(Aufgabe):
Gib aus dem folgenden Text zur „heute-show“ die Passage wortgetreu aus, beginnend bei „Das ZDF führte“ und endend bei „nach Belieben drücken.“.

(Vorliegender Text):
◇ ◇ ◇
Von offizieller Seite aus verneint das ZDF die Absicht, mit der
„heute-show“ mehr als Satire senden zu wollen. Juristisch ist das
verständlich, denn manchmal bleibt die journalistische Genauigkeit beim
euphorischen Entstellen von TV-Ausschnitten dann doch außen vor: So musste
sich „heute-show“-Moderator Oliver Welke bei der sächsischen
Linken-Politikerin Marlena Schiewer entschuldigen, als er deren verkürztes
Zitat aus einem TV-Interview über die AfD in der Show zeigte: Der
Ausschnitt hatte den Anschein erweckt, sie halte die AfD für die
freundliche Version der NPD.
Das ZDF führte dies in einer raschen Stellungnahme auf fehlerhafte
Kommunikation innerhalb der „heute-show“-Redaktion zurück. Doch aus der
öffentlichen Empörung über den Fall ließ sich der journalistische Anspruch
an die Sendung ableiten: Ein Hanns-Joachim-Friedrichs-Preisträger muss
seine Satirepfeile mit großer Ernsthaftigkeit abschießen. Anders als etwa
bei Stefan Raabs Quatsch-Comedy „TV Total“ lassen sich die Zitat-Buttons
der „heute-show“ nicht nach Belieben drücken.
◇ ◇ ◇
(Bereitgestelltes Material):
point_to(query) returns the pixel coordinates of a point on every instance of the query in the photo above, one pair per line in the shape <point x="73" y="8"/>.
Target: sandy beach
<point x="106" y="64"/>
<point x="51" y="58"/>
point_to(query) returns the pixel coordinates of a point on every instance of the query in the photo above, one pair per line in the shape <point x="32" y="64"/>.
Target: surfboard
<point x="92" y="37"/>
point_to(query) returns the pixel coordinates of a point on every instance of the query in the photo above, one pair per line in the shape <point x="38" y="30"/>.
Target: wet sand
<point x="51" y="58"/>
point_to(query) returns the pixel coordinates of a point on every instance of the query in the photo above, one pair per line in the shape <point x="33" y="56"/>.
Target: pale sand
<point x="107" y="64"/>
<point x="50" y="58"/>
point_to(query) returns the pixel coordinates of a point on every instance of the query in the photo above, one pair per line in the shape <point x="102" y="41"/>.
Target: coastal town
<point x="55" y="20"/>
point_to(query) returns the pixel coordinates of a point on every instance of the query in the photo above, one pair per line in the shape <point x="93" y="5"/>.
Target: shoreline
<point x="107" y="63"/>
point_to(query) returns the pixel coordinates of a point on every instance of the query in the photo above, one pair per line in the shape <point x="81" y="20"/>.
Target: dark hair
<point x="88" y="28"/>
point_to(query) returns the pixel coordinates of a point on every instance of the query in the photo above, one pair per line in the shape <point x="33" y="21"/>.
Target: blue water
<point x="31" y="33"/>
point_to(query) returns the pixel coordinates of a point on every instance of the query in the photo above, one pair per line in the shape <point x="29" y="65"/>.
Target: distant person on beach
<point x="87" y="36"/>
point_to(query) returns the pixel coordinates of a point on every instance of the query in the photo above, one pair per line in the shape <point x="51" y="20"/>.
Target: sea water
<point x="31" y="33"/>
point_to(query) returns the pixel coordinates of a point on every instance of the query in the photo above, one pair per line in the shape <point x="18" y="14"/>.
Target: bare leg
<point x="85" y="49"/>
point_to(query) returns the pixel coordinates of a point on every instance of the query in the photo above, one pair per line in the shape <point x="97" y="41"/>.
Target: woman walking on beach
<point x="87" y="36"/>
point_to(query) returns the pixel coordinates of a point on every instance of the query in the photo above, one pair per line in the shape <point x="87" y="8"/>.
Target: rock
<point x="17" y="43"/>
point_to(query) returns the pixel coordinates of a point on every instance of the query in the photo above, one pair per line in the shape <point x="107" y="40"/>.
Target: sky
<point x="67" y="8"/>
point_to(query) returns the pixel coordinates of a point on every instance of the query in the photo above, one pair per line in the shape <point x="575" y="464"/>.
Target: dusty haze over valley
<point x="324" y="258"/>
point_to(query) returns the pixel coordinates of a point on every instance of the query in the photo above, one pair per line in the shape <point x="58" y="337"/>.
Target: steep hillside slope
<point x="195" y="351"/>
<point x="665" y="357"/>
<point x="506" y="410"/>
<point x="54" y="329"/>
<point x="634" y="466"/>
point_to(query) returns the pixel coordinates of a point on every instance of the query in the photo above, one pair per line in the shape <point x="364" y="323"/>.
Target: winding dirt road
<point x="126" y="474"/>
◇ ◇ ◇
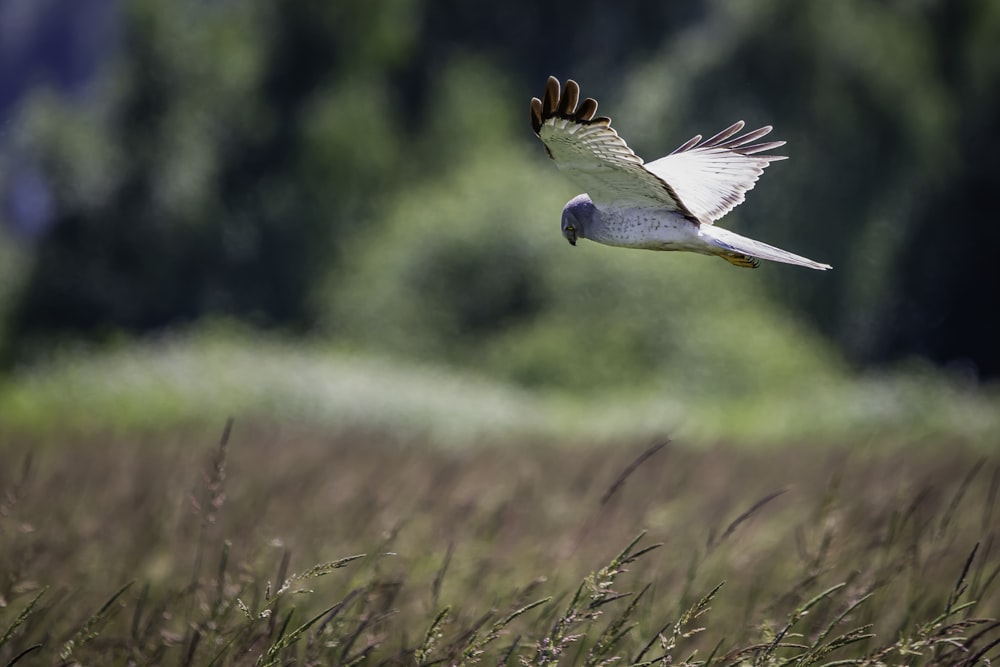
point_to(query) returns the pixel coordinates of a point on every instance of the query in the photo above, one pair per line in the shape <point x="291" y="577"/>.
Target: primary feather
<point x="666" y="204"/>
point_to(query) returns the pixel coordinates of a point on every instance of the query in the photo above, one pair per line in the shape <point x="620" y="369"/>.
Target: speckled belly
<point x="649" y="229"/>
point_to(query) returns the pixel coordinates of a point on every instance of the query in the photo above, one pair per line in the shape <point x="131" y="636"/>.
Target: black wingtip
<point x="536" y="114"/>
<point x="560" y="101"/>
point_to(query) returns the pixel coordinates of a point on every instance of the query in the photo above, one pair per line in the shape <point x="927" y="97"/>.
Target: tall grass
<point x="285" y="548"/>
◇ ◇ ◇
(Richtige Antwort):
Das ZDF führte dies in einer raschen Stellungnahme auf fehlerhafte
Kommunikation innerhalb der „heute-show“-Redaktion zurück. Doch aus der
öffentlichen Empörung über den Fall ließ sich der journalistische Anspruch
an die Sendung ableiten: Ein Hanns-Joachim-Friedrichs-Preisträger muss
seine Satirepfeile mit großer Ernsthaftigkeit abschießen. Anders als etwa
bei Stefan Raabs Quatsch-Comedy „TV Total“ lassen sich die Zitat-Buttons
der „heute-show“ nicht nach Belieben drücken.